» **Task directions**:
Reproduce every line of the data below word for word, from start to finish.

» **Entries provided**:
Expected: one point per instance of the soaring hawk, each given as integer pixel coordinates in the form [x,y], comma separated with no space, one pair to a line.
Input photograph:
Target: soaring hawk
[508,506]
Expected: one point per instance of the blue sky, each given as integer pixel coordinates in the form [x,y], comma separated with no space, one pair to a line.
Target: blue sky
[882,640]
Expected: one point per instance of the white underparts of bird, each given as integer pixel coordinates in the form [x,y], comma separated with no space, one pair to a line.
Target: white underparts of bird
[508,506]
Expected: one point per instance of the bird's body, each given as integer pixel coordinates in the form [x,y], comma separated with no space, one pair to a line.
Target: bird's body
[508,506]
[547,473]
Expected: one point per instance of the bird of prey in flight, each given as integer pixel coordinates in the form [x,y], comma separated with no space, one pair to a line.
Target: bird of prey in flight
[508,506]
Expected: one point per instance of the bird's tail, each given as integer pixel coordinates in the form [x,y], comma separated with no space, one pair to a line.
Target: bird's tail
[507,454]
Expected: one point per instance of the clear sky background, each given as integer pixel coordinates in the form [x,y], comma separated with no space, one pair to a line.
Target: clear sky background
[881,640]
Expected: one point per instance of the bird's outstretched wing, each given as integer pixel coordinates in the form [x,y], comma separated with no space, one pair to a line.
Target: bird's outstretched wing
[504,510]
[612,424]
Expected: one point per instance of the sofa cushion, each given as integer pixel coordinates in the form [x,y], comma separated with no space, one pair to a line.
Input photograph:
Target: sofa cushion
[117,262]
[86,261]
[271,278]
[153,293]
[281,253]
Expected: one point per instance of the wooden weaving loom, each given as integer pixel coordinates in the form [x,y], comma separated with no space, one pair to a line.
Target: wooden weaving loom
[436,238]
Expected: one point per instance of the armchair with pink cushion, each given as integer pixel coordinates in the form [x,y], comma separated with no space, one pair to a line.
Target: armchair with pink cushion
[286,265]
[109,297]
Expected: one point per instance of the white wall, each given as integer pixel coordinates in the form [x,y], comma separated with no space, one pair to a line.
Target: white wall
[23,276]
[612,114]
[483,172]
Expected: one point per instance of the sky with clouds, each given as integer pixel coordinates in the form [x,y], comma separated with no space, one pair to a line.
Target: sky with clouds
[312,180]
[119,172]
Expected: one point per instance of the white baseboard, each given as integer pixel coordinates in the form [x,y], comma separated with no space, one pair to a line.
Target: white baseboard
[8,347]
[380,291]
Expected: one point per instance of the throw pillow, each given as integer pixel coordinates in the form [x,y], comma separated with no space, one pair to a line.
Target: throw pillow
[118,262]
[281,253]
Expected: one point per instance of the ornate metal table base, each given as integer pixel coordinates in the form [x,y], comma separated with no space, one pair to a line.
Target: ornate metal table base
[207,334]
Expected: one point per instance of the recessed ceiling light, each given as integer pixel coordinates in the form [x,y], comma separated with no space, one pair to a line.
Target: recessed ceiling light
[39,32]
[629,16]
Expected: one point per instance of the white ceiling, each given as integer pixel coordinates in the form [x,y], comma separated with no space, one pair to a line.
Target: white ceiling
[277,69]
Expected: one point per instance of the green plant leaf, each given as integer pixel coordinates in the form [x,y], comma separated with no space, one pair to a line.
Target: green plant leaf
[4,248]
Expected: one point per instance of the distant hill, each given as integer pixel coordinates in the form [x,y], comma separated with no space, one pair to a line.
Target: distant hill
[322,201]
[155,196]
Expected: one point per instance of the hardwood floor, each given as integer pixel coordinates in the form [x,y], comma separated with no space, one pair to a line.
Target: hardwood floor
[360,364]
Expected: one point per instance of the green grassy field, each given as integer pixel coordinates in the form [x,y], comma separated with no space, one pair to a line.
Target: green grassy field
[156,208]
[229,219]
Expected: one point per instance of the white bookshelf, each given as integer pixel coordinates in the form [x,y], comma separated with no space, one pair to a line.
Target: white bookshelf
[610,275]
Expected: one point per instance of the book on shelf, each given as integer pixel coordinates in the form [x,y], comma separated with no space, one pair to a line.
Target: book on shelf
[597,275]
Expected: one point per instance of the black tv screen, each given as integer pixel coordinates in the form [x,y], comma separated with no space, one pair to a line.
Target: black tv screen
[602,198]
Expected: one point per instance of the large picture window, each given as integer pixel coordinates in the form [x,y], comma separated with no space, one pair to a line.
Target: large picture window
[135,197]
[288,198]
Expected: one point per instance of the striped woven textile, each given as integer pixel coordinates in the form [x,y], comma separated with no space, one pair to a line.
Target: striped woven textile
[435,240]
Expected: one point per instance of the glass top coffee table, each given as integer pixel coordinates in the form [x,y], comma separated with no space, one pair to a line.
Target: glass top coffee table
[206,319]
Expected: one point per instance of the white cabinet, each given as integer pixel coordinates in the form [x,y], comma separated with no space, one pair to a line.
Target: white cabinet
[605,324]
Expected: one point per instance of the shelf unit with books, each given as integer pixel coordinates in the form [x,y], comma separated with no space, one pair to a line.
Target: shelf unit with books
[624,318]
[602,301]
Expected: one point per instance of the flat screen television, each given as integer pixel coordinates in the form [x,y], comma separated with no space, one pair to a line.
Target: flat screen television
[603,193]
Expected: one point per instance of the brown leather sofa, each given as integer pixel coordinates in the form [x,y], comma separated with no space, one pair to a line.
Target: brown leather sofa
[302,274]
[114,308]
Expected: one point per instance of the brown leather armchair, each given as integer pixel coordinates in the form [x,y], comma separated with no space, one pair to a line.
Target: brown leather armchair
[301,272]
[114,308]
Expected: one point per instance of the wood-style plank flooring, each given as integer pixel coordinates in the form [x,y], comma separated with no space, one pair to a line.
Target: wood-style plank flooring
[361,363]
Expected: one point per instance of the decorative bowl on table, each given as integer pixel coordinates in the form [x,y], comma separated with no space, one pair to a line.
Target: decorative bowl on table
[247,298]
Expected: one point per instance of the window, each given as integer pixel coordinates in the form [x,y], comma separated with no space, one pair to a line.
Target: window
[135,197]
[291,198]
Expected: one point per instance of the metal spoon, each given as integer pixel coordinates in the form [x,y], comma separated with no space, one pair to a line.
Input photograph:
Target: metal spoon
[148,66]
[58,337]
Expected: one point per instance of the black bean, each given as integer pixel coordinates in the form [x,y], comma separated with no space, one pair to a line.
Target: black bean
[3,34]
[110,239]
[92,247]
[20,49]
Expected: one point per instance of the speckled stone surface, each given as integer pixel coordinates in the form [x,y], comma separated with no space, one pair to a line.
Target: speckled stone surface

» **Response**:
Expected: one point per instance of the soaring hawk, each given as integer pixel coordinates in the form [x,y], comma separated with no space, one pair to a line.
Input photograph:
Target: soaring hawk
[508,506]
Expected: one point per instance of the blue sky, each given as integer pixel coordinates in the form [x,y], comma separated with no space, one pair to a line.
Target: blue sky
[882,640]
Expected: one point per instance of the white underparts of bird, each given as integer pixel coordinates in the form [x,y], comma separated with no space, one pair to a line.
Target: white underparts of bird
[508,506]
Expected: one point per instance of the bird's body, each given as integer pixel coordinates in the form [x,y], comma separated with no space, one pair to a line.
Target: bird's body
[508,506]
[547,473]
Expected: one point per instance of the bird of prey in flight, each given as integer pixel coordinates in the form [x,y], comma separated with no space, one pair to a line.
Target: bird of prey in flight
[508,506]
Expected: one point per instance of the bird's tail, each given as integer pixel coordinates in the form [x,y], comma separated with no space, one pair to a line.
Target: bird's tail
[507,454]
Expected: one point per instance of the clear sky background, each given as integer pixel coordinates in the form [x,y], comma separated with no space, one pair to a line.
Target: clear sky background
[881,640]
Expected: one point per instance of the bird's outstretched wing, each given as integer pixel coordinates in the form [x,y], comma separated with no space, one pair to a line.
Target: bird's outstretched wing
[504,510]
[612,424]
Expected: one point per instance of the sofa cushion, each given as integer pixel coordinates in the form [x,y], comma separated with no space, one pair to a line.
Input photograph:
Target: sofa cushion
[117,262]
[86,261]
[271,278]
[153,293]
[281,253]
Expected: one point per instance of the wooden weaving loom, each given as integer pixel coordinates in the form [x,y], comma separated with no space, one pair to a line.
Target: wooden weaving loom
[436,238]
Expected: one point per instance of the armchair with pink cushion, each given as integer pixel coordinates in the form [x,y], comma separated with no space, one pair to a line.
Target: armchair with pink cushion
[286,265]
[109,297]
Expected: one point per instance of the white wall, each given as integer pixel coordinates in the form [x,y], comma separated with no space, one pair to a line.
Target: white wall
[23,276]
[612,114]
[483,172]
Expected: one point per instance of the sky with clouds, each given as integer pixel coordinates in the form [x,y], comma separated with no space, one pair to a line.
Target: sky with clouds
[312,180]
[119,172]
Expected: one point per instance of the white baseboard, each given as integer pixel coordinates in the form [x,y], comma separated with no space, one pair to a line.
Target: white baseboard
[8,347]
[380,291]
Expected: one point per instance of the throw pillow, each given as integer pixel coordinates in the form [x,y], comma separated with no space, one pair to a line.
Target: throw pillow
[118,262]
[281,253]
Expected: one point per instance of the ornate metal table base, each given as integer pixel coordinates in the form [x,y], comma separated with no space, one pair to a line.
Target: ornate metal table base
[207,334]
Expected: one point per instance of the recessed ceiling light, each given as integer pixel coordinates in the form [x,y], comma separated with no space, one pair to a line.
Target: recessed ceiling light
[39,32]
[629,16]
Expected: one point per instance of the white ceiling, each given as integer pixel coordinates in the form [x,y], comma separated with no space, one pair to a line.
Target: white ceiling
[277,69]
Expected: one point per instance of the green plant leaf, each given as integer pixel coordinates in the form [x,y], comma separated with no space, one pair to a line.
Target: green plant leaf
[4,248]
Expected: one point per instance of the distant hill, each given as integer pixel coordinates in the form [x,y], comma separated with no space, one pair to a line.
Target: distant hill
[322,201]
[155,196]
Expected: one point per instance of the hardwood floor, each given as integer pixel coordinates in the form [x,y], comma separated with no space, one pair to a line.
Target: hardwood floor
[360,364]
Expected: one point per instance of the green grassy field, each given as integer pixel coordinates in the form [x,y], comma separated with no space, one pair to a line.
Target: green grassy field
[156,208]
[229,219]
Expected: one point per instance of the white bookshelf, each given as integer pixel coordinates in the form [x,y], comma separated with no space, one pair to a line.
Target: white bookshelf
[610,275]
Expected: one point per instance of the book on shelf, each given as integer pixel coordinates in the form [x,y], comma separated with no space, one pair to a line.
Target: book on shelf
[597,275]
Expected: one point per instance of the black tv screen, each given as integer pixel coordinates in the form [x,y], comma separated with no space, one pair to a line.
Target: black tv screen
[602,198]
Expected: one point per instance of the large picture window, each given as integer pixel coordinates in the form [x,y], comma separated with no space, one pair to a line.
Target: large picture window
[135,197]
[288,198]
Expected: one point per instance of the striped woven textile, each given as integer pixel coordinates in the form [x,y], comma separated with no space, one pair to a line.
Target: striped woven textile
[435,240]
Expected: one point per instance of the glass top coffee table, each given as integer pixel coordinates in the form [x,y], comma separated with no space, one pair to a line.
Target: glass top coffee table
[206,319]
Expected: one point per instance of the white cabinet, each given as integer pixel coordinates in the form [x,y], comma separated with no space, one pair to a line.
Target: white cabinet
[605,324]
Expected: one point per instance of the shelf unit with books, each given as integer pixel coordinates in the form [x,y], comma separated with no space, one pair to a line.
Target: shelf unit with books
[624,318]
[602,301]
Expected: one point per instance of the flat screen television, each given as integer pixel coordinates in the form [x,y], comma separated with no space, one pair to a line.
Target: flat screen television
[603,193]
Expected: one point per instance of the brown leather sofa, each given as integer pixel coordinates in the form [x,y], comma separated with no space, one pair to a line.
Target: brown leather sofa
[302,274]
[114,308]
Expected: one point per instance of the brown leather armchair, each given as integer pixel coordinates in the form [x,y], comma separated with no space, one pair to a line.
Target: brown leather armchair
[301,272]
[114,308]
Expected: one point per instance of the wood-style plank flooring, each given as integer pixel coordinates in the form [x,y], comma separated with no space, one pair to a line.
Target: wood-style plank flooring
[361,363]
Expected: one point per instance of the decorative bowl on table, each given as integer pixel coordinates in the form [x,y], comma separated with no space, one pair to a line.
Target: decorative bowl on table
[247,298]
Expected: one point per instance of the window, each given as integer pixel coordinates in the form [x,y], comma separated with no space, one pair to a line.
Target: window
[135,197]
[291,198]
Expected: one point per instance of the metal spoon, each given as integer pixel coordinates in the form [x,y], comma separated with no space, one pair to a line.
Input photograph:
Target: metal spoon
[148,66]
[58,337]
Expected: one point per instance of the black bean, each given as integer pixel coordinates in the form [x,y], comma separated with no space, one pair to a line.
Target: black bean
[3,34]
[110,239]
[92,247]
[20,49]
Expected: one point per instance of the speckled stone surface, each given as integer pixel coordinates in the form [x,y], comma separated with no space, one pair to a line.
Target: speckled stone surface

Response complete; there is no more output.